*WHAT YOU NEED TO DO:*
Output the data that follows exactly, line for line.

*PROVIDED DATA:*
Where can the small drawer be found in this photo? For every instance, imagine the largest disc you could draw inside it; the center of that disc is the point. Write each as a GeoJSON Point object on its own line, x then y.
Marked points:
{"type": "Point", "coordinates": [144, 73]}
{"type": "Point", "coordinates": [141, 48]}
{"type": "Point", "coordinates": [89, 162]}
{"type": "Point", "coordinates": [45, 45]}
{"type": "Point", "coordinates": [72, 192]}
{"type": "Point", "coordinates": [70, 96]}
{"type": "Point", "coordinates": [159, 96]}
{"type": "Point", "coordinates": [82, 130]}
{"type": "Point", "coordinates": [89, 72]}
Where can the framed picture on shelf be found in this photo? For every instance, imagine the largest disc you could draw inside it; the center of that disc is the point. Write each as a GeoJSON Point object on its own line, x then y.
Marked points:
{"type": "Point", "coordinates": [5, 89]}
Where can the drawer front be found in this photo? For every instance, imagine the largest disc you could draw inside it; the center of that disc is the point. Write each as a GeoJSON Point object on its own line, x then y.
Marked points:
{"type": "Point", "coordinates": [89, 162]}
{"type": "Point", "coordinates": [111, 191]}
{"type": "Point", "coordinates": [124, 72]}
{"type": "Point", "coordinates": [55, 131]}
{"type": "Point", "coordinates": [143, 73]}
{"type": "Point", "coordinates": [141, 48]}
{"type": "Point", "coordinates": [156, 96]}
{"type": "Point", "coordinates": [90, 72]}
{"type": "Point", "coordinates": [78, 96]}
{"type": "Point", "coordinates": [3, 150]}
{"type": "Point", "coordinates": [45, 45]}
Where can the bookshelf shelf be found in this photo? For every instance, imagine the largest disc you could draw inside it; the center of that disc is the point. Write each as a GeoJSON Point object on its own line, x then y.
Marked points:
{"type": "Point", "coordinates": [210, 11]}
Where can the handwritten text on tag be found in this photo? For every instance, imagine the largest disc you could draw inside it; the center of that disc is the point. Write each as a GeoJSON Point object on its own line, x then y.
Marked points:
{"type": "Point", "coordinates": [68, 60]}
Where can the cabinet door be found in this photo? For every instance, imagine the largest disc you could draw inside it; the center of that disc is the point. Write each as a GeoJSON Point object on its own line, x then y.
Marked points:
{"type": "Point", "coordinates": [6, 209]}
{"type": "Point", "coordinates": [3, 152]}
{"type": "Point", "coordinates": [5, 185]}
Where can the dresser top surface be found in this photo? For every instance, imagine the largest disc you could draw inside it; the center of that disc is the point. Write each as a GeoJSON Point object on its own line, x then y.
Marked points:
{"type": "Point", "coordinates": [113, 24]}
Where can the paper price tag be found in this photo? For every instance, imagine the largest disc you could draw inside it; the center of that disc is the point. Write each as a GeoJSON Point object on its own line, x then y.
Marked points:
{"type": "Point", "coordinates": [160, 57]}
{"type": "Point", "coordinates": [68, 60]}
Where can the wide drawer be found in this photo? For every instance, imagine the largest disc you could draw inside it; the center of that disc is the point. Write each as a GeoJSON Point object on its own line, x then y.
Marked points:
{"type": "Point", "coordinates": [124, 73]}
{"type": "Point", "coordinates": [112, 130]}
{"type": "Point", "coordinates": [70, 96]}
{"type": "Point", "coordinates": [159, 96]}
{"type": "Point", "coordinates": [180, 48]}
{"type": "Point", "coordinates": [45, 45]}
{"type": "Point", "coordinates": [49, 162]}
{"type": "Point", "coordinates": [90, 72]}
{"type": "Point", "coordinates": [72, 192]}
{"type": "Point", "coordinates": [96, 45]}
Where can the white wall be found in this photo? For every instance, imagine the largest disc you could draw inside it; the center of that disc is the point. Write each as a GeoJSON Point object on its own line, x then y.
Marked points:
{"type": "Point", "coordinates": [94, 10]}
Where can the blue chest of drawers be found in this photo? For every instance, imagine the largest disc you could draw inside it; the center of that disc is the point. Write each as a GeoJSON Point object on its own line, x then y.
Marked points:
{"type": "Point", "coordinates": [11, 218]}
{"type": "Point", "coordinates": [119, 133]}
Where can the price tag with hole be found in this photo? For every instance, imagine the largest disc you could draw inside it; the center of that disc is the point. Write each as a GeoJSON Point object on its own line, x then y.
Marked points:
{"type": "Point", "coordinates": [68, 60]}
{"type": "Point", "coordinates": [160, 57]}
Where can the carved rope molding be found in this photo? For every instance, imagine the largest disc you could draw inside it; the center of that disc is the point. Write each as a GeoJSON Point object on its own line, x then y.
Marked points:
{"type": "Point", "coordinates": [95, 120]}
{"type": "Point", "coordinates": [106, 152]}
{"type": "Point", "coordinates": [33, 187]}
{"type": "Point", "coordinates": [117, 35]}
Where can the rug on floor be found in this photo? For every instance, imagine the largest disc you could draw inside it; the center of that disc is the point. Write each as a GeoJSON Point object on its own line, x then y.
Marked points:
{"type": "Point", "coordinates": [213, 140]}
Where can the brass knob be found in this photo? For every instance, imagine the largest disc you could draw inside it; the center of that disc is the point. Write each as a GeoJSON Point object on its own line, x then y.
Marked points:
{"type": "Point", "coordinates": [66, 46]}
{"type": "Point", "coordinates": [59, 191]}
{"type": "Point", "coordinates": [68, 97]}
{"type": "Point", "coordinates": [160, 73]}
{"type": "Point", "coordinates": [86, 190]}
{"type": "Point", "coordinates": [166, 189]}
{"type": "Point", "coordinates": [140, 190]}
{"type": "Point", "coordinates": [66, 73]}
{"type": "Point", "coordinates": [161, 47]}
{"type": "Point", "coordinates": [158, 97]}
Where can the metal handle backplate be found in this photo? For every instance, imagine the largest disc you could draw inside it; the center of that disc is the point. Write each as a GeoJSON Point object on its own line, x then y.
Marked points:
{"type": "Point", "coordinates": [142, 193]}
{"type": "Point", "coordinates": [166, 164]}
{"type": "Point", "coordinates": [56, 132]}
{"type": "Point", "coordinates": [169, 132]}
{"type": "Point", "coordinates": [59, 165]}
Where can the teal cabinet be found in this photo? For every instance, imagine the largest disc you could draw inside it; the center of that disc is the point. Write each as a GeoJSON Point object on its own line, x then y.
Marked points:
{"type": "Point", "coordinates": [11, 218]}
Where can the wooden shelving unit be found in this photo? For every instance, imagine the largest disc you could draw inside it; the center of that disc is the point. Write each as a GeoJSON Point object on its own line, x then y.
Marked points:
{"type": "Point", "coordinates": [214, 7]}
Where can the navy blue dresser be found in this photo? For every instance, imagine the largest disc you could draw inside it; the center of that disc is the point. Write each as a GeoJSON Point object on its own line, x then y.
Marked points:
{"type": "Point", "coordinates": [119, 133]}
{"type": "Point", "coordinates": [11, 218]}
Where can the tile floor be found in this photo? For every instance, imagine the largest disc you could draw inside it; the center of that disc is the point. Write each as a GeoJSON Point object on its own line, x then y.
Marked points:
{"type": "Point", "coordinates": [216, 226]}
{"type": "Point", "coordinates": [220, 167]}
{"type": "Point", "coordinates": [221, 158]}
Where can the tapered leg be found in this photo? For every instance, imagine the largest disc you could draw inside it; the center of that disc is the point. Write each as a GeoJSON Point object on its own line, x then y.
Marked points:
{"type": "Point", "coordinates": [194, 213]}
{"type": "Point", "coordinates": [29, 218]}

*EXERCISE OUTPUT:*
Where can the small drawer be found in this photo? For every instance, imagine the largest disc you could draw inside it; the center of that disc is the point. Write each as a GeoJSON Point object on its own line, x then y.
Marked points:
{"type": "Point", "coordinates": [144, 73]}
{"type": "Point", "coordinates": [141, 48]}
{"type": "Point", "coordinates": [89, 162]}
{"type": "Point", "coordinates": [45, 45]}
{"type": "Point", "coordinates": [72, 192]}
{"type": "Point", "coordinates": [70, 96]}
{"type": "Point", "coordinates": [159, 96]}
{"type": "Point", "coordinates": [82, 130]}
{"type": "Point", "coordinates": [89, 72]}
Where can the framed picture on shelf be found in this photo? For every instance, imagine the largest disc you could draw inside it; the center of that disc is the point. Write each as a GeoJSON Point object on its own line, x then y.
Marked points:
{"type": "Point", "coordinates": [5, 89]}
Where can the drawer front be found in this photo? For every instance, imagine the largest disc you could draw inside it; the center of that disc is the point. Write each as a GeoJSON Point object on its own line, x then y.
Marked points:
{"type": "Point", "coordinates": [89, 162]}
{"type": "Point", "coordinates": [111, 191]}
{"type": "Point", "coordinates": [124, 72]}
{"type": "Point", "coordinates": [55, 131]}
{"type": "Point", "coordinates": [143, 73]}
{"type": "Point", "coordinates": [141, 48]}
{"type": "Point", "coordinates": [156, 96]}
{"type": "Point", "coordinates": [90, 72]}
{"type": "Point", "coordinates": [78, 96]}
{"type": "Point", "coordinates": [3, 150]}
{"type": "Point", "coordinates": [45, 45]}
Where can the bookshelf shelf be found in this photo? For every instance, imagine the largest disc you could draw inside it; the center of that disc is the point. Write each as a GeoJSON Point object on its own line, x then y.
Marked points:
{"type": "Point", "coordinates": [210, 11]}
Where can the handwritten text on tag be found in this photo? For every instance, imagine the largest disc you could draw inside it; the center of that disc is the point. Write each as a GeoJSON Point object on its own line, x then y.
Marked points:
{"type": "Point", "coordinates": [68, 60]}
Where can the cabinet door be found in this photo? For every instance, imagine the largest disc you could draw inside it; the center of that disc is the point. Write each as a GeoJSON Point object on its own line, x then y.
Marked points:
{"type": "Point", "coordinates": [6, 209]}
{"type": "Point", "coordinates": [3, 152]}
{"type": "Point", "coordinates": [5, 185]}
Where can the dresser top surface be found in this photo? For every instance, imagine the largest disc you could draw inside it; the center of that disc is the point. Write each as a GeoJSON Point object on its own line, x then y.
Marked points:
{"type": "Point", "coordinates": [113, 24]}
Where can the paper price tag be found in this photo? For every instance, imagine the largest disc you could draw inside it; the center of that disc is the point. Write each as a GeoJSON Point object on its own line, x then y.
Marked points:
{"type": "Point", "coordinates": [160, 57]}
{"type": "Point", "coordinates": [68, 60]}
Where can the wide drawer be found in this photo? For every instance, imagine the largest disc you could draw inside it; the center of that disc is the point. Write each as a GeoJSON Point object on its own line, x then y.
Marked points:
{"type": "Point", "coordinates": [124, 73]}
{"type": "Point", "coordinates": [112, 130]}
{"type": "Point", "coordinates": [70, 96]}
{"type": "Point", "coordinates": [159, 96]}
{"type": "Point", "coordinates": [180, 48]}
{"type": "Point", "coordinates": [45, 45]}
{"type": "Point", "coordinates": [49, 162]}
{"type": "Point", "coordinates": [90, 72]}
{"type": "Point", "coordinates": [72, 192]}
{"type": "Point", "coordinates": [96, 45]}
Where can the white wall be found in this photo? For every instance, imagine the largest disc you could draw inside it; the center of that disc is the point. Write each as a GeoJSON Point object on its own line, x then y.
Marked points:
{"type": "Point", "coordinates": [94, 10]}
Where can the blue chest of drawers be found in this photo? For every instance, imagine the largest disc you could draw inside it; the center of that disc is the point. Write each as a GeoJSON Point object on its own line, x then y.
Marked points:
{"type": "Point", "coordinates": [11, 218]}
{"type": "Point", "coordinates": [119, 133]}
Where can the price tag with hole be found in this photo? For every instance, imagine the largest disc you could draw inside it; the center of that disc is the point. Write each as a GeoJSON Point object on its own line, x then y.
Marked points:
{"type": "Point", "coordinates": [68, 60]}
{"type": "Point", "coordinates": [160, 57]}
Where can the carved rope molding be found in this photo? For every instance, imagine the largest disc you could draw inside it; the center of that disc is the point. Write each as a GeoJSON Point object on its own line, x then y.
Marked points:
{"type": "Point", "coordinates": [95, 120]}
{"type": "Point", "coordinates": [106, 152]}
{"type": "Point", "coordinates": [33, 187]}
{"type": "Point", "coordinates": [117, 35]}
Where can the rug on floor be found in this photo? For every instance, imagine the largest disc you could draw inside it; the center of that disc is the point. Write each as a GeoJSON Point object on its own line, x then y.
Marked points:
{"type": "Point", "coordinates": [213, 140]}
Where can the brass knob be found in this photo? For every instance, imagine the largest disc you could draw inside it; the center of that disc is the point. Write each as a GeoJSON Point object on its own line, x then y.
Marked points:
{"type": "Point", "coordinates": [66, 46]}
{"type": "Point", "coordinates": [59, 191]}
{"type": "Point", "coordinates": [68, 97]}
{"type": "Point", "coordinates": [160, 73]}
{"type": "Point", "coordinates": [86, 190]}
{"type": "Point", "coordinates": [166, 189]}
{"type": "Point", "coordinates": [140, 190]}
{"type": "Point", "coordinates": [66, 73]}
{"type": "Point", "coordinates": [161, 47]}
{"type": "Point", "coordinates": [158, 97]}
Where can the metal handle backplate be found in this photo? For every instance, imagine the largest disc you could draw inside it; the center of that disc is the point. Write each as a GeoJSON Point object on its own line, x then y.
Marked points:
{"type": "Point", "coordinates": [142, 193]}
{"type": "Point", "coordinates": [166, 164]}
{"type": "Point", "coordinates": [56, 132]}
{"type": "Point", "coordinates": [169, 132]}
{"type": "Point", "coordinates": [59, 165]}
Where can the teal cabinet be found in this photo? For every instance, imagine the largest disc you could draw inside it; the center of that disc is the point. Write each as a GeoJSON Point object on its own line, x then y.
Marked points:
{"type": "Point", "coordinates": [11, 218]}
Where can the wooden shelving unit be found in this photo? For every instance, imagine the largest disc you could draw inside it; the center of that disc is the point. Write each as a GeoJSON Point object on its own line, x then y.
Marked points:
{"type": "Point", "coordinates": [214, 7]}
Where can the navy blue dresser be found in this photo? For every instance, imagine the largest disc you could draw inside it; the center of that disc is the point. Write each as a GeoJSON Point object on its own line, x then y.
Marked points:
{"type": "Point", "coordinates": [119, 133]}
{"type": "Point", "coordinates": [11, 218]}
Where can the tile floor be found in this photo? For every instance, imagine the largest disc you could draw inside it; the center of that disc is the point. Write each as a GeoJSON Point object on its own line, x then y.
Marked points:
{"type": "Point", "coordinates": [216, 226]}
{"type": "Point", "coordinates": [220, 167]}
{"type": "Point", "coordinates": [221, 158]}
Where can the tapered leg be found in this photo? For every instance, imagine the largest disc you could draw inside it; the center of that disc is the point. Write each as a GeoJSON Point object on its own line, x then y.
Marked points:
{"type": "Point", "coordinates": [194, 213]}
{"type": "Point", "coordinates": [29, 218]}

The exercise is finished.